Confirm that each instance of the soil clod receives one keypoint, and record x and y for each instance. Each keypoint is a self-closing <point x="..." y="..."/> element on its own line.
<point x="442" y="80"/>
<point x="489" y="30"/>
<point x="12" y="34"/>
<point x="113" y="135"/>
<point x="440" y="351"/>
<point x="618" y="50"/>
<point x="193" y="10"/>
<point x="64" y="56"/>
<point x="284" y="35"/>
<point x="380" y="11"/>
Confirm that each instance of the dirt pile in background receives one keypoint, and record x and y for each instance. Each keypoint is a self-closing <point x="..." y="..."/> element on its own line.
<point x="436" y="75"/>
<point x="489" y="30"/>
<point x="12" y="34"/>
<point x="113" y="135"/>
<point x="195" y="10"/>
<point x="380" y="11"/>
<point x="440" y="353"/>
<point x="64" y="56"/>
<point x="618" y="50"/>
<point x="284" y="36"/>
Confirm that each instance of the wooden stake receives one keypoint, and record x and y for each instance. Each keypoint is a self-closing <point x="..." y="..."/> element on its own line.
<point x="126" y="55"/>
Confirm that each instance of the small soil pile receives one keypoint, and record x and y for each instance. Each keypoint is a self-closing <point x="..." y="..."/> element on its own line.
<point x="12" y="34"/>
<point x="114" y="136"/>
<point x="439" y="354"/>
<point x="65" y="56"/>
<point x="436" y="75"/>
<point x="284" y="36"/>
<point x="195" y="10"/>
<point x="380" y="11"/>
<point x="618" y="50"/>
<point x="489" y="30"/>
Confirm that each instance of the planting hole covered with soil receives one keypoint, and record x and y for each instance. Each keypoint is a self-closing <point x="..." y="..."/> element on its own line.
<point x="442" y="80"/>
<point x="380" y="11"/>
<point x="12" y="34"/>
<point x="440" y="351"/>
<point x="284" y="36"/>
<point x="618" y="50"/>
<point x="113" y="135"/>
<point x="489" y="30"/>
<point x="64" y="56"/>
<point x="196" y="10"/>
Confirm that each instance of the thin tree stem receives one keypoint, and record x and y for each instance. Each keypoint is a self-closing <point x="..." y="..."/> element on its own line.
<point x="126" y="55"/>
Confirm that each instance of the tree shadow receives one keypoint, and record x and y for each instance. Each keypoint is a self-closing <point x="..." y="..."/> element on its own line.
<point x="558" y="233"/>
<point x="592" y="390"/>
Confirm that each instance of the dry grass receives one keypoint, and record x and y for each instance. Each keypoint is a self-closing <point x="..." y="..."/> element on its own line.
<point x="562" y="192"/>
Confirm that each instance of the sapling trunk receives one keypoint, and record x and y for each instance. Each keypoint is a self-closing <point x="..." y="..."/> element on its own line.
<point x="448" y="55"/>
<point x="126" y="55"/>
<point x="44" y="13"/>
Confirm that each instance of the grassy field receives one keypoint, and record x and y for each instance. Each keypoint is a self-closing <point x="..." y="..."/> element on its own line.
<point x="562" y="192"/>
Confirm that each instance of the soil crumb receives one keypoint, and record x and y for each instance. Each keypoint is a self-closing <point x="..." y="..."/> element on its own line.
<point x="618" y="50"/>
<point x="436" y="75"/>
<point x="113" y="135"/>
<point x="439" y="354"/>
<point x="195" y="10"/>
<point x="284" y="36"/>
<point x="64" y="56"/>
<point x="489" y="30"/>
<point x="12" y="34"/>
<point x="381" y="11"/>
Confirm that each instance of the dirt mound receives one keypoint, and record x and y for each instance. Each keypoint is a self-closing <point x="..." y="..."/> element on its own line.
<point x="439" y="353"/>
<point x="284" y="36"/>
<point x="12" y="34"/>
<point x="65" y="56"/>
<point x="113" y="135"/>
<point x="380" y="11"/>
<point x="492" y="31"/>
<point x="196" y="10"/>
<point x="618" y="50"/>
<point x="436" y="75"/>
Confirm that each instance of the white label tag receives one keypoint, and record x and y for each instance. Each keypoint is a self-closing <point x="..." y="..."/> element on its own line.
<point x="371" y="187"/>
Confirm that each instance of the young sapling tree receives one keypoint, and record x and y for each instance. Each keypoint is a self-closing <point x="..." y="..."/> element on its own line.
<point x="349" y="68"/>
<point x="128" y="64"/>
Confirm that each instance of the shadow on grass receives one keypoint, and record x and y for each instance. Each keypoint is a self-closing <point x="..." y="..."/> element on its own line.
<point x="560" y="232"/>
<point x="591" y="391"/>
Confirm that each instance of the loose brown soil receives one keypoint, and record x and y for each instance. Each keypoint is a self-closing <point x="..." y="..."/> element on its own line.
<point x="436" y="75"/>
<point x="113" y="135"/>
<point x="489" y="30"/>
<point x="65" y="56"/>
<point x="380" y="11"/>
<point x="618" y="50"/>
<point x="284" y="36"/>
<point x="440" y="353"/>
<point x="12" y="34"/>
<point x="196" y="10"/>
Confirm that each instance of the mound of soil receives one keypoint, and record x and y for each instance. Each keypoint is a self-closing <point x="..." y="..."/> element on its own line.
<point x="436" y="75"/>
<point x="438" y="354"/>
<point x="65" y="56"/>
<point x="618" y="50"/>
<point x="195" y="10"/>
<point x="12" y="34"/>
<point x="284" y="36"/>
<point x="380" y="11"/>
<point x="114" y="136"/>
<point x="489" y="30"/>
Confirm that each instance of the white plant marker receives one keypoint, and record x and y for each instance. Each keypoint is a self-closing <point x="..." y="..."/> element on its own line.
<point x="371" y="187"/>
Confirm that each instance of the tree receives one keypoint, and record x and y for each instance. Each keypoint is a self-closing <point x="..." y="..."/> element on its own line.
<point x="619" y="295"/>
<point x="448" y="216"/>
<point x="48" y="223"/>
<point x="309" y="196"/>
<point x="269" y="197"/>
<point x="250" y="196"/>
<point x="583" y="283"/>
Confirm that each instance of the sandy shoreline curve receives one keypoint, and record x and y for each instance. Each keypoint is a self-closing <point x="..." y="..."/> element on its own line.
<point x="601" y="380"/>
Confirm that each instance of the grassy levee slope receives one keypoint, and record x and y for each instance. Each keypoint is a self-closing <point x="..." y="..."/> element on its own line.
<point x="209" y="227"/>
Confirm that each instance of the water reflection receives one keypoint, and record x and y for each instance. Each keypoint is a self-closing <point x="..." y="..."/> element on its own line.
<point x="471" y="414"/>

§ **Task goal**
Extract each entry in full, exactly as given.

§ **Result**
Confirm that each instance of the soil clod receives one keypoint, and record x and y for each instance. Each keypoint is a self-closing <point x="..." y="..."/> element on its own line.
<point x="442" y="80"/>
<point x="489" y="30"/>
<point x="12" y="34"/>
<point x="113" y="135"/>
<point x="440" y="351"/>
<point x="618" y="50"/>
<point x="193" y="10"/>
<point x="64" y="56"/>
<point x="284" y="35"/>
<point x="380" y="11"/>
Confirm that each instance of the dirt pile in background receives one keypoint, and record x and y for each instance. Each keypoint is a self-closing <point x="..." y="..."/> element on its own line.
<point x="436" y="75"/>
<point x="489" y="30"/>
<point x="12" y="34"/>
<point x="113" y="135"/>
<point x="195" y="10"/>
<point x="380" y="11"/>
<point x="440" y="353"/>
<point x="64" y="56"/>
<point x="618" y="50"/>
<point x="284" y="36"/>
Confirm that each instance of the wooden stake receives one keypoint, and record x and y for each instance. Each keypoint is a self-closing <point x="..." y="..."/> element on its own line.
<point x="126" y="55"/>
Confirm that each instance of the small soil pile receives one keypoint, and record x and y for each instance. Each keypoint is a self-closing <point x="..." y="..."/> element on its own line.
<point x="12" y="34"/>
<point x="114" y="136"/>
<point x="439" y="354"/>
<point x="65" y="56"/>
<point x="436" y="75"/>
<point x="284" y="36"/>
<point x="195" y="10"/>
<point x="380" y="11"/>
<point x="618" y="50"/>
<point x="489" y="30"/>
Confirm that each instance of the planting hole covered with soil receives one keypoint, and record x and y for each instance. Each keypoint is a self-closing <point x="..." y="..."/> element on its own line.
<point x="442" y="80"/>
<point x="380" y="11"/>
<point x="12" y="34"/>
<point x="440" y="351"/>
<point x="284" y="36"/>
<point x="618" y="50"/>
<point x="113" y="135"/>
<point x="489" y="30"/>
<point x="64" y="56"/>
<point x="196" y="10"/>
Confirm that each instance of the thin tree stem receives one keypoint, and record x and y for each instance. Each keypoint is a self-closing <point x="..." y="..."/> element on its own line.
<point x="126" y="55"/>
Confirm that each instance of the tree shadow receives one keypoint, and record x and y for each instance. Each keypoint is a self-closing <point x="..." y="..."/> element on its own line.
<point x="558" y="233"/>
<point x="592" y="390"/>
Confirm that each instance of the dry grass receives one keypoint, and record x and y for each instance. Each keypoint is a self-closing <point x="..." y="..."/> element on its own line.
<point x="562" y="192"/>
Confirm that each instance of the sapling trunk receives one keypoint, and record x and y for each instance. Each keypoint is a self-closing <point x="..." y="..."/> element on its own line.
<point x="448" y="55"/>
<point x="126" y="55"/>
<point x="44" y="13"/>
Confirm that each instance of the grassy field receives one keypoint, and record x and y for each instance. Each keypoint is a self-closing <point x="..." y="..."/> element on its own line.
<point x="562" y="192"/>
Confirm that each instance of the soil crumb receives one keypoint, and record x and y for each instance. Each keypoint is a self-closing <point x="..." y="..."/> element on its own line.
<point x="618" y="50"/>
<point x="436" y="75"/>
<point x="113" y="135"/>
<point x="439" y="354"/>
<point x="195" y="10"/>
<point x="284" y="36"/>
<point x="64" y="56"/>
<point x="489" y="30"/>
<point x="12" y="34"/>
<point x="381" y="11"/>
Confirm that each instance of the dirt mound receives one keypoint, and record x and y for each instance. Each keypoint is a self-closing <point x="..." y="..."/> element on its own line.
<point x="439" y="353"/>
<point x="284" y="36"/>
<point x="12" y="34"/>
<point x="65" y="56"/>
<point x="113" y="135"/>
<point x="380" y="11"/>
<point x="492" y="31"/>
<point x="196" y="10"/>
<point x="618" y="50"/>
<point x="436" y="75"/>
Confirm that each instance of the white label tag receives one keypoint, and record x and y for each instance. Each keypoint is a self-closing <point x="..." y="..."/> element on its own line.
<point x="371" y="187"/>
Confirm that each instance of the young sapling tree receives one keypoint, and record x and y for each instance. Each keypoint is a self-closing <point x="..." y="..."/> element on its own line.
<point x="349" y="68"/>
<point x="128" y="64"/>
Confirm that each instance of the shadow on grass receives one keypoint, and record x and y for each instance. Each keypoint is a self-closing <point x="..." y="..."/> element on its own line.
<point x="560" y="232"/>
<point x="591" y="391"/>
Confirm that each instance of the loose brown soil receives one keypoint, and record x and y for each instance. Each keypoint is a self-closing <point x="..." y="..."/> element on its own line.
<point x="436" y="75"/>
<point x="113" y="135"/>
<point x="489" y="30"/>
<point x="65" y="56"/>
<point x="380" y="11"/>
<point x="618" y="50"/>
<point x="284" y="36"/>
<point x="440" y="353"/>
<point x="12" y="34"/>
<point x="196" y="10"/>
Confirm that each instance of the mound of soil receives one keypoint, and record x and y for each instance. Each keypoint is a self-closing <point x="..." y="..."/> element on its own line.
<point x="436" y="75"/>
<point x="438" y="354"/>
<point x="65" y="56"/>
<point x="618" y="50"/>
<point x="195" y="10"/>
<point x="12" y="34"/>
<point x="284" y="36"/>
<point x="380" y="11"/>
<point x="114" y="136"/>
<point x="489" y="30"/>
Confirm that each instance of the white plant marker receives one keypoint, and record x and y for each instance. Each keypoint is a self-closing <point x="..." y="..."/> element on its own line.
<point x="371" y="187"/>
Confirm that each instance of the tree receives one keypoint, and record x and y for each instance. Each keypoint is a self-closing <point x="..." y="..."/> element on its own line.
<point x="619" y="295"/>
<point x="448" y="216"/>
<point x="48" y="223"/>
<point x="309" y="196"/>
<point x="269" y="197"/>
<point x="250" y="196"/>
<point x="583" y="283"/>
Confirm that each instance of the sandy shoreline curve receives one keypoint, and record x and y for each instance. Each keypoint is a self-closing <point x="..." y="..."/> element on its own line.
<point x="601" y="380"/>
Confirm that each instance of the grassy levee slope receives one keypoint, and record x and y for each instance. Each keypoint is a self-closing <point x="..." y="..."/> element on its own line.
<point x="209" y="227"/>
Confirm that each instance of the water reflection receives one keypoint, and record x and y for each instance. Each keypoint is a self-closing <point x="..." y="..."/> element on its own line.
<point x="471" y="414"/>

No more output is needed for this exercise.